> _What to work on_
a – According to the piece on the Jena Six case, what four things does a Christian have no business being?
b – Reproduce word for word the passage in the piece on the Jena Six case running from "Jesus commands us" to "in Christ Jesus.".

> _Source_
^^^^^^^^
2 Perspectives on the “Jena Six” Case

Racism is an ugly word and an even uglier reality. From what I understand, racism involves viewing and treating others as subhuman because of their ethnicity, skin pigmentation, or other superficial (or not) characteristic.

The Bible condemns this, despite racists’ twisted interpretations of certain texts.

Jesus commands us to love our neighbor as ourselves, how racism fits into this I do not know.

Paul says this,

There is neither Jew nor Greek, there is neither slave nor free man, there is neither male nor female; for you are all one in Christ Jesus.

Treating others as inferior is irreconcilable with what Scripture teaches. A Christian has no business being a racist, anymore than he has any business being an adulterer or a thief, or a hypocrite. That some still are habitually any of these 4, does not mean that Scripture condones these sins. The Apostle says, “Let God be found true, though every man be found a liar“, so the fault must lie with our misreading of God’s Word or failure to put it into practice.

This being said, does racism exist? Yes, and it is not solely an American phenomenon. It comes natural to human beings of all nations because of our fallen state. It is not going to go away so long as human beings populate this earth. It will be eradicated when the Lord returns but don’t hold your breath until then. This of course, does not mean that we shed responsibility if an injustice is being carried out.

2 perspectives on the case in Jena, Louisiana were recently presented by Leonard Pitts and Jason Whitlock.
^^^^^^^^
Dataset items:

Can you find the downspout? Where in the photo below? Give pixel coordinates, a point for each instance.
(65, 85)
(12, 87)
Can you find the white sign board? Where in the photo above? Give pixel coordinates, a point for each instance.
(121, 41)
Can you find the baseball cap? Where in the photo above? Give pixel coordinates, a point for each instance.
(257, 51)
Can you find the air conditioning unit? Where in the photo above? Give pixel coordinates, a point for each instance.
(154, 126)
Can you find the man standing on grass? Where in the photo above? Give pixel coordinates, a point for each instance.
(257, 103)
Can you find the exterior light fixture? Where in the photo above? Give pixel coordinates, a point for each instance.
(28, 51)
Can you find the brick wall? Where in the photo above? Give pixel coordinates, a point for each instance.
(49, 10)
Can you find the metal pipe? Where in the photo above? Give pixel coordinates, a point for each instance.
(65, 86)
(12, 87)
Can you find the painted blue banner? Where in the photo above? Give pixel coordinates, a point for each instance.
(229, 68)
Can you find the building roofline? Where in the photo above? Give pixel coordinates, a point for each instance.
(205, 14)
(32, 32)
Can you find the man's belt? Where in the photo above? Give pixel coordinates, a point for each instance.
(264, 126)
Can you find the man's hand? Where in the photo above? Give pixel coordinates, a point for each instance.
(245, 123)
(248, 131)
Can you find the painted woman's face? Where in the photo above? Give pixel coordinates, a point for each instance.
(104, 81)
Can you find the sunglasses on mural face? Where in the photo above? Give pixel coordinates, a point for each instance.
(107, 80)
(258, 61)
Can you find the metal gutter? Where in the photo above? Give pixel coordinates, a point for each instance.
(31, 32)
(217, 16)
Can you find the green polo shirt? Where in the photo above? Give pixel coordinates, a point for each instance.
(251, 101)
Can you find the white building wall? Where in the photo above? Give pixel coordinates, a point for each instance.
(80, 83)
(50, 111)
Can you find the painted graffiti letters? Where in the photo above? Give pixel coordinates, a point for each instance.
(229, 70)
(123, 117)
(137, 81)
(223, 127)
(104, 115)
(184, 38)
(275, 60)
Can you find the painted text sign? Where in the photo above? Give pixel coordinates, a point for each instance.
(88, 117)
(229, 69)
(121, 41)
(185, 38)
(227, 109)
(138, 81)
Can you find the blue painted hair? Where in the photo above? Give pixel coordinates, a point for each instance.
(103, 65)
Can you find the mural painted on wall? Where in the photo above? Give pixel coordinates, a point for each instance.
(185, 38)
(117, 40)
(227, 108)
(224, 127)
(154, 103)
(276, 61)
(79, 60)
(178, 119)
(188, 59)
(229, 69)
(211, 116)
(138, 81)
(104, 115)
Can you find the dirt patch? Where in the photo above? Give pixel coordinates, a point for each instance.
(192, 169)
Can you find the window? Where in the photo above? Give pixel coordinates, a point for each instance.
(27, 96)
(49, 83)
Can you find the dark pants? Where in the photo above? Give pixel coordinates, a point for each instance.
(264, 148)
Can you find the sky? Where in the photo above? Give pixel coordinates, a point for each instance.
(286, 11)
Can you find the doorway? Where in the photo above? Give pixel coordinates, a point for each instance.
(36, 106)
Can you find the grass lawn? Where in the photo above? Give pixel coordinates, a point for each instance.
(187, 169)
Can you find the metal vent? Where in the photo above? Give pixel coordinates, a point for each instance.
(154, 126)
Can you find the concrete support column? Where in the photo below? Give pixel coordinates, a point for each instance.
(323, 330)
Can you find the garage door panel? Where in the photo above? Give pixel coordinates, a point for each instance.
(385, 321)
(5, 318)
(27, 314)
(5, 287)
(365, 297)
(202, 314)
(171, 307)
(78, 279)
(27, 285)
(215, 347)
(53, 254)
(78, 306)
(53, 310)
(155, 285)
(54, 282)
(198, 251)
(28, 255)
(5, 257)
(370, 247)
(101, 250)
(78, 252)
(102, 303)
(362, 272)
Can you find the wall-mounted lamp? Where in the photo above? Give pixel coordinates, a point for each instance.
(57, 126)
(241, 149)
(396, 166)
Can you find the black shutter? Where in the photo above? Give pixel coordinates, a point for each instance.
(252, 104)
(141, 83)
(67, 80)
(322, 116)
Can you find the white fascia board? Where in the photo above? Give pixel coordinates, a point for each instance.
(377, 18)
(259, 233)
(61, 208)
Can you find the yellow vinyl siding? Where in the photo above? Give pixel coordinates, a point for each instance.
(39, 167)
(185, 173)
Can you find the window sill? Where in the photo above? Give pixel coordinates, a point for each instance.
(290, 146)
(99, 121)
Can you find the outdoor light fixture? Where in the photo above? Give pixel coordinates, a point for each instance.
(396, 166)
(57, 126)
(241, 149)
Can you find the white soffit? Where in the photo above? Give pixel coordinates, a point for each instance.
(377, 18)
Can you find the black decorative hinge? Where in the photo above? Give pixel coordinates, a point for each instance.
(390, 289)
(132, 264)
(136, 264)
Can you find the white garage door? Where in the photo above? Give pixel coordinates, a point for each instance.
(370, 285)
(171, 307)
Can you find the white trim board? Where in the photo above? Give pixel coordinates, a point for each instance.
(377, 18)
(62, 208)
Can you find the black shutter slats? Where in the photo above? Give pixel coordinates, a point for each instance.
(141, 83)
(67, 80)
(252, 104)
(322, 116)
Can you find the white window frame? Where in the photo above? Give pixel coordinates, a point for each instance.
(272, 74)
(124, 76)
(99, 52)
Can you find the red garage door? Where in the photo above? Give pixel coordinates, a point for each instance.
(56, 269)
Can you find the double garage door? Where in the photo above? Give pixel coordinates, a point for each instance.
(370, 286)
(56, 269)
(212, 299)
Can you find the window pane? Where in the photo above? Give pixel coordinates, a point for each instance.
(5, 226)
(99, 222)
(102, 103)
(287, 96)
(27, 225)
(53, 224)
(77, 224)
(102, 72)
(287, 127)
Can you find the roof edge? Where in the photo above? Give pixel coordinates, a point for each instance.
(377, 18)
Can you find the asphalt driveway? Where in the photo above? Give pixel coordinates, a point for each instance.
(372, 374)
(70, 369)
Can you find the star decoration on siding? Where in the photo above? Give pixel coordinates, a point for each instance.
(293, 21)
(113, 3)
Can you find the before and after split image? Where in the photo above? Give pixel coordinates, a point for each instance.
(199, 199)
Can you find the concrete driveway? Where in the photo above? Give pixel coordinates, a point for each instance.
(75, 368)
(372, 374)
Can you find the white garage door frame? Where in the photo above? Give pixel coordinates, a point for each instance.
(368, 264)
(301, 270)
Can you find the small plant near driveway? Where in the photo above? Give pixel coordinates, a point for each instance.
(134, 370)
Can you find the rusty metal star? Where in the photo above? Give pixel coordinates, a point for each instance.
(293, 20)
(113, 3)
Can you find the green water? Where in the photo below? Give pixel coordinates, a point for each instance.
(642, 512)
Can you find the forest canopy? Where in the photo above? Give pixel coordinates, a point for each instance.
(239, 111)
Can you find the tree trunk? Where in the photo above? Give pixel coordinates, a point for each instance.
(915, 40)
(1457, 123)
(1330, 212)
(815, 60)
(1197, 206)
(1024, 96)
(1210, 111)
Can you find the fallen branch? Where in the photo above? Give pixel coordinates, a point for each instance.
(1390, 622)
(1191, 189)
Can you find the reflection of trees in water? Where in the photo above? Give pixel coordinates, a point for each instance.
^^^^^^^^
> _Results for each task_
a – a racist, an adulterer, a thief, a hypocrite

b –
Jesus commands us to love our neighbor as ourselves, how racism fits into this I do not know.

Paul says this,

There is neither Jew nor Greek, there is neither slave nor free man, there is neither male nor female; for you are all one in Christ Jesus.